━━━━━ Input for this task

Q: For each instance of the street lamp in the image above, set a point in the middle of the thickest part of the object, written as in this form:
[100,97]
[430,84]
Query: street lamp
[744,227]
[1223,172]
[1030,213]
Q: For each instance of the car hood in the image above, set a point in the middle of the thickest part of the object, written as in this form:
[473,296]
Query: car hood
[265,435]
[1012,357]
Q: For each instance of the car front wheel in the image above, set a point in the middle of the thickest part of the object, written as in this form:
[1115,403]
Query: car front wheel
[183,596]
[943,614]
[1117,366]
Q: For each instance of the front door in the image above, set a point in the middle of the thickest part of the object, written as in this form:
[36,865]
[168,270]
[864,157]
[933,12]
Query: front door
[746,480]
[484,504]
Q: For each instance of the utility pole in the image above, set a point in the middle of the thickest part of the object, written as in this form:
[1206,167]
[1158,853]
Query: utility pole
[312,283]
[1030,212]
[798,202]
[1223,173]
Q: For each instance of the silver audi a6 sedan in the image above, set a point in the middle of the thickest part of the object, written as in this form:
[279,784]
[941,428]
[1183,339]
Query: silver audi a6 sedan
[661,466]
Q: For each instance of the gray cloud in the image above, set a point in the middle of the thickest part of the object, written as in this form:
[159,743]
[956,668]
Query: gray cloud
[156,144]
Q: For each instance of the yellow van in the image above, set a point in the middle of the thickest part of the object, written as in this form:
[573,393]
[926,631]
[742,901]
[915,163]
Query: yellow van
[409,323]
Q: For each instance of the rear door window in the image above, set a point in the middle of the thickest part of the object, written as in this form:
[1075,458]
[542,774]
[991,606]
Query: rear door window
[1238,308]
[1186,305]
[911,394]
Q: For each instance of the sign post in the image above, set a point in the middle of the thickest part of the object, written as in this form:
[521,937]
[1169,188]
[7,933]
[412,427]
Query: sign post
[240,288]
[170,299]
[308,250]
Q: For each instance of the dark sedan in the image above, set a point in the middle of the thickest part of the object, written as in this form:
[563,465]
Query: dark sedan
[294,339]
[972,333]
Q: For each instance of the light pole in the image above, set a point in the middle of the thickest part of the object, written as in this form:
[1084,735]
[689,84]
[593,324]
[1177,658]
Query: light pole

━━━━━━━━━━

*Task description*:
An exact reproduction of all the records is needed.

*Result of the exercise*:
Q: For each instance of the street lamp in the image above, set a point in the middle of the thickest part of the object, written as in this form:
[100,97]
[430,84]
Query: street lamp
[744,227]
[1223,172]
[1030,213]
Q: For each instance of the car hood in the image above, set a point in the middle of the thickest part of the object, written as in this form:
[473,296]
Query: car hood
[265,435]
[1012,357]
Q: For each instance of the car front wheel in the image above, set a point in the middle of the thickest part of the object, written as in this form:
[1115,403]
Query: car front wheel
[183,596]
[943,614]
[1117,366]
Q: For each instance of the front door in the image above, set a point in the middle of the thickest part of the object, written as in this form:
[36,865]
[168,270]
[864,157]
[933,12]
Query: front door
[746,480]
[484,504]
Q: For each instance of the utility pole in the image above, set a point in the middle of the thickest part of the object, written as in this form:
[1206,167]
[1158,853]
Query: utility pole
[312,283]
[1030,212]
[798,202]
[1223,173]
Q: For each instance of the silver audi a6 sedan in the image above, set a point in the middle of the thickest part of the object, written as in this form:
[279,784]
[941,428]
[1183,339]
Query: silver audi a6 sedan
[661,466]
Q: For each instance of the gray cloud in the image above, set a point in the middle of the thickest part of the object, written as in this form:
[159,743]
[956,668]
Query: gray cloud
[156,144]
Q: For each instance of the yellow van in the image above, set a point in the middle of the thickest part of the object, written as in this form:
[573,393]
[926,631]
[742,901]
[915,163]
Query: yellow van
[409,323]
Q: For each instance of the rear door window in the image above, set a point in the middle of the thickest part of the object, written as in this form:
[1075,458]
[542,774]
[991,606]
Query: rear door window
[1238,308]
[1186,305]
[911,394]
Q: For each instance of the sign post in the image above, set a point in the middle of the thickest part of the object, written as in this form:
[521,937]
[1169,188]
[7,933]
[412,427]
Query: sign post
[240,288]
[170,299]
[308,250]
Q: For each instance of the dark sedan in the image above, set a point in the middle of the thickest part of the object, written as in this form:
[563,465]
Query: dark sedan
[294,339]
[972,333]
Q: For each instance of the light pole in the image above, set a point in the middle of the thickest part of the object, written as in this form:
[1084,735]
[689,84]
[593,324]
[1177,658]
Query: light pole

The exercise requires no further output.